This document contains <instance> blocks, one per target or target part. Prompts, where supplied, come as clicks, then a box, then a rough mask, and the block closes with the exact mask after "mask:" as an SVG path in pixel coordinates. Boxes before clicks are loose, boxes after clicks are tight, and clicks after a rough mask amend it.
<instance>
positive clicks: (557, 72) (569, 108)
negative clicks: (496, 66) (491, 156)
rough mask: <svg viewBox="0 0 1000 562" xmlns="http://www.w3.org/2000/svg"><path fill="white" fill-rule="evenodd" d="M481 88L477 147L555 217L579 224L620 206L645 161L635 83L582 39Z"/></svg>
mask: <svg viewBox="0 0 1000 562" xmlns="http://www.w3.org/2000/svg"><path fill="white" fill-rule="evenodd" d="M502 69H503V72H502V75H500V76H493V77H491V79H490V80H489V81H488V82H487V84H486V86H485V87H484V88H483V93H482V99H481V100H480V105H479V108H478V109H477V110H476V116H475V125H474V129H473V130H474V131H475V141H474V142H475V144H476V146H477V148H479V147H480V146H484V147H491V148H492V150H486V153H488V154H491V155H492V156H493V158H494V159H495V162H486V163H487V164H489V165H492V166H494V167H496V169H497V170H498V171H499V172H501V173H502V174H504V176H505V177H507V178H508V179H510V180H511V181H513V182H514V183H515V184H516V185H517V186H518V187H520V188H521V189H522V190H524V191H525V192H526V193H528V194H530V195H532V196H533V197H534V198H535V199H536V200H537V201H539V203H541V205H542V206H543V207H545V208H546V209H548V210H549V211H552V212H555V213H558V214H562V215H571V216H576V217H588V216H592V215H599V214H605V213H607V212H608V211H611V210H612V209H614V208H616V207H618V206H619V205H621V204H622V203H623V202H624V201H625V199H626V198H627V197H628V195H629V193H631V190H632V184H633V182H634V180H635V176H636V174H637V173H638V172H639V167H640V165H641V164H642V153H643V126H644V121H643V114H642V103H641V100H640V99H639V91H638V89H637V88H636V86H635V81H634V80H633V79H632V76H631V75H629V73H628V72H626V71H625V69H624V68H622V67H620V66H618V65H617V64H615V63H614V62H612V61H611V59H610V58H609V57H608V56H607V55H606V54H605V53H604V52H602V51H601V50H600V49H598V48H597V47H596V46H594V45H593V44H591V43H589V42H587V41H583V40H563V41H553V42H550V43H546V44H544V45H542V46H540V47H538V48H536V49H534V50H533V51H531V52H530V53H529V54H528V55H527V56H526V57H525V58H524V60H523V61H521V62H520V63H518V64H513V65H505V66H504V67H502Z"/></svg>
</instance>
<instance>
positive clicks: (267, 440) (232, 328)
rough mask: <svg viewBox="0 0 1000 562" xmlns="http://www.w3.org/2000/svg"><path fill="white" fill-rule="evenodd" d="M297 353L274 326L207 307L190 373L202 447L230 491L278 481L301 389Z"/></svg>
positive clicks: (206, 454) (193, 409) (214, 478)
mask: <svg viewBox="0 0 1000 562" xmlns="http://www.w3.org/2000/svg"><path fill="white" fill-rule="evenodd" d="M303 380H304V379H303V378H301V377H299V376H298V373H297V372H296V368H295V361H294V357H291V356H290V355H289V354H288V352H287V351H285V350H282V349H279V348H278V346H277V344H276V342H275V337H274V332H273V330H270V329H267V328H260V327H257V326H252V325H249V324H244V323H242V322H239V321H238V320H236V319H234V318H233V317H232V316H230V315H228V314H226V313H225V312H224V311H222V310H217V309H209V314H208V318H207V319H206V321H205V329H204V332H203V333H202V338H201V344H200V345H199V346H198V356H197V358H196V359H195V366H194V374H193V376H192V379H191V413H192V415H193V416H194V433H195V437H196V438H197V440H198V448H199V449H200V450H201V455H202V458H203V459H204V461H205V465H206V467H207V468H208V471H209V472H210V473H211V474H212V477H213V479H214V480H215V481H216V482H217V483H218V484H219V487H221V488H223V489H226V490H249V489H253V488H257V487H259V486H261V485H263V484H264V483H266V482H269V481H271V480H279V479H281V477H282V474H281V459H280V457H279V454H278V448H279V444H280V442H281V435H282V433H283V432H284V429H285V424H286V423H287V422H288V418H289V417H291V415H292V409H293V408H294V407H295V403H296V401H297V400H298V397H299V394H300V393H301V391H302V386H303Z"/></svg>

===============

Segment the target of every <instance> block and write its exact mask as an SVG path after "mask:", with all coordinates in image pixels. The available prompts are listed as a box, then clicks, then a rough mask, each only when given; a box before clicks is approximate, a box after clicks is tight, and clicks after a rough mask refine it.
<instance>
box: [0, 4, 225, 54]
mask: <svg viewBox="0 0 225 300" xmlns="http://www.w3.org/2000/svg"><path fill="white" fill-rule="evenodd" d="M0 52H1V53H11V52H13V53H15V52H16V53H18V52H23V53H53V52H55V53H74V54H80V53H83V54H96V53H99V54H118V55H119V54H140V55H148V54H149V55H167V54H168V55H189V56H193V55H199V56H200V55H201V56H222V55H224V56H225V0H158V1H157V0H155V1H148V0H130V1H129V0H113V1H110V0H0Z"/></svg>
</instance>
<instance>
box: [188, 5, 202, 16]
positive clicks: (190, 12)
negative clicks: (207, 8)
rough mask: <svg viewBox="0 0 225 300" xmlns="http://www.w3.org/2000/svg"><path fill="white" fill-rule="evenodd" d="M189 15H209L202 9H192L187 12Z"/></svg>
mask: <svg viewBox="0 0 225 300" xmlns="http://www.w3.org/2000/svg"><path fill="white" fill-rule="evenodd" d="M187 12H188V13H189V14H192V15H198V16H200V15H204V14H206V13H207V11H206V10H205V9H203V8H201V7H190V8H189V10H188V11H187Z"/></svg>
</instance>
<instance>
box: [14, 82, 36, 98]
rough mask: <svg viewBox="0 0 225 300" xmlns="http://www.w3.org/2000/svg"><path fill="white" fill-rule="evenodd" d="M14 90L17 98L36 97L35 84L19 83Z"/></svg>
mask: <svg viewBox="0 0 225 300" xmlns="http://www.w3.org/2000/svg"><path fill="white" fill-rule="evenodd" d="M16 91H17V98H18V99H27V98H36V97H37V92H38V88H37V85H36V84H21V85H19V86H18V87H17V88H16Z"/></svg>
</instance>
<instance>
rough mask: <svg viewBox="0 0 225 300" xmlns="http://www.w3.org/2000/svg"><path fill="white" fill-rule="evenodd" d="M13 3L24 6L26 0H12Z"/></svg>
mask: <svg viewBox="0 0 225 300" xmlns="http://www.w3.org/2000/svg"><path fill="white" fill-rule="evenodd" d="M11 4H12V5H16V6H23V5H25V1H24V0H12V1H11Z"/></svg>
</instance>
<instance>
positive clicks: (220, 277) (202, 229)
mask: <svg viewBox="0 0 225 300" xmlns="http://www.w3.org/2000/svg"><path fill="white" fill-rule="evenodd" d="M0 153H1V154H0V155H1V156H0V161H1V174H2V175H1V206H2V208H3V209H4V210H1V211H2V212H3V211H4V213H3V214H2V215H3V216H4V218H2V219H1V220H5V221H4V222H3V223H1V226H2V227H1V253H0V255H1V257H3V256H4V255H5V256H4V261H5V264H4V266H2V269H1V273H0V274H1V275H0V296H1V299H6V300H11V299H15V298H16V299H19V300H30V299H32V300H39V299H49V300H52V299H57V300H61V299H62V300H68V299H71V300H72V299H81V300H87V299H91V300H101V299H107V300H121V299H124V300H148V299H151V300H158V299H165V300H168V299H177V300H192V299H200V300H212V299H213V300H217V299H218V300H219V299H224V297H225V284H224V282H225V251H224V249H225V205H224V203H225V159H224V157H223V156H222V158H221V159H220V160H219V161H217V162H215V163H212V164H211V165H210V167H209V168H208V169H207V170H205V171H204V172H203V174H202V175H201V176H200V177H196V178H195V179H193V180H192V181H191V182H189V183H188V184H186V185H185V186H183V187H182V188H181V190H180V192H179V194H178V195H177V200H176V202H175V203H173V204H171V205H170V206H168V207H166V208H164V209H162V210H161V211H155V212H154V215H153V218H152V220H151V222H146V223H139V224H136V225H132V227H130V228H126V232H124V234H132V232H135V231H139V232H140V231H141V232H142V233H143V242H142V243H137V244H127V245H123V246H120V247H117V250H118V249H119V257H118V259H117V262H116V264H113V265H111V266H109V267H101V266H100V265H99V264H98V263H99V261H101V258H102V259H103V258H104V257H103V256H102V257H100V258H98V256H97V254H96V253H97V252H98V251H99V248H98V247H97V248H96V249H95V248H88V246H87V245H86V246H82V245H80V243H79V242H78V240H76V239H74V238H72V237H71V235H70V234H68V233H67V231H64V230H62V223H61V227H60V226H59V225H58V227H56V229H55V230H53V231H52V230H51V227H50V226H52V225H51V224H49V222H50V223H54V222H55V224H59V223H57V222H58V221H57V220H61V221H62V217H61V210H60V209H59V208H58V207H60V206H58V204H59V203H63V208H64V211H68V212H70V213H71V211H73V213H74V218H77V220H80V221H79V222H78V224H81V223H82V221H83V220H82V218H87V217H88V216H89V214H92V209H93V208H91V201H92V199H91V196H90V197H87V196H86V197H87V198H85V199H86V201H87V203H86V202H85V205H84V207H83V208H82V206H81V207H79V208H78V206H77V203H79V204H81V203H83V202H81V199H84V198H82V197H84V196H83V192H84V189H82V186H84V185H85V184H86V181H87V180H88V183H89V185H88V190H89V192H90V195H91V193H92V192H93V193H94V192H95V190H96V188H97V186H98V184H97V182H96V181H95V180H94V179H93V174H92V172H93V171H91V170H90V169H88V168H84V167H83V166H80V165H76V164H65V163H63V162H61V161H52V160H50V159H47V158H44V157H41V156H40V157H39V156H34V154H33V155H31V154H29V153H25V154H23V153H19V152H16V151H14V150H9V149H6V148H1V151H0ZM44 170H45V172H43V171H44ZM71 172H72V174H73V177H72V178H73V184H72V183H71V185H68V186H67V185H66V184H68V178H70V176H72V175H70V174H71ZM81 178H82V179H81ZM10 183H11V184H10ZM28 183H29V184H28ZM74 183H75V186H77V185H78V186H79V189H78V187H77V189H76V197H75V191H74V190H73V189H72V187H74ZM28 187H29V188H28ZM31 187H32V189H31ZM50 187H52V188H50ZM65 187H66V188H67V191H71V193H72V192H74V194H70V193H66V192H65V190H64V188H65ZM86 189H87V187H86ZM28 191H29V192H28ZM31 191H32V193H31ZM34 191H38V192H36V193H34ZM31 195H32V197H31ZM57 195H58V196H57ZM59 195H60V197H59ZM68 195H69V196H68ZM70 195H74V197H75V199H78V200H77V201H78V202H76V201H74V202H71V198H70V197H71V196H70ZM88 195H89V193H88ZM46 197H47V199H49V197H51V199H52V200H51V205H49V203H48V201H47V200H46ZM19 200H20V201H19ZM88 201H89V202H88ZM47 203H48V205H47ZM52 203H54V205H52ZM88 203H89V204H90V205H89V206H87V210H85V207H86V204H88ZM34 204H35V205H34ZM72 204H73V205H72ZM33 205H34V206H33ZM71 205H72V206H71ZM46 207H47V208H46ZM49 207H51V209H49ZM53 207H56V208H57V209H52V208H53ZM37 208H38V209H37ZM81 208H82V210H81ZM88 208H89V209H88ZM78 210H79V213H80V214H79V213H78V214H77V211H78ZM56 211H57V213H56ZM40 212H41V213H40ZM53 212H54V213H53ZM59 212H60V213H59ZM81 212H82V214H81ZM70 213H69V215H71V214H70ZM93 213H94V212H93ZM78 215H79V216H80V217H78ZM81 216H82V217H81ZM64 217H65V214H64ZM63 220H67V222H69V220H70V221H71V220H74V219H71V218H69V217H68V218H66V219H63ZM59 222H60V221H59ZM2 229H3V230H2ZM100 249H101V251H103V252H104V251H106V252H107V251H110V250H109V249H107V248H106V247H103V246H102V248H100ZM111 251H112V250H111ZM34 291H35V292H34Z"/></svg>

===============

> [ACTIVITY]:
A count is needed of the lines in this data that contain "tight"; give the number and no other text.

> [REPLY]:
2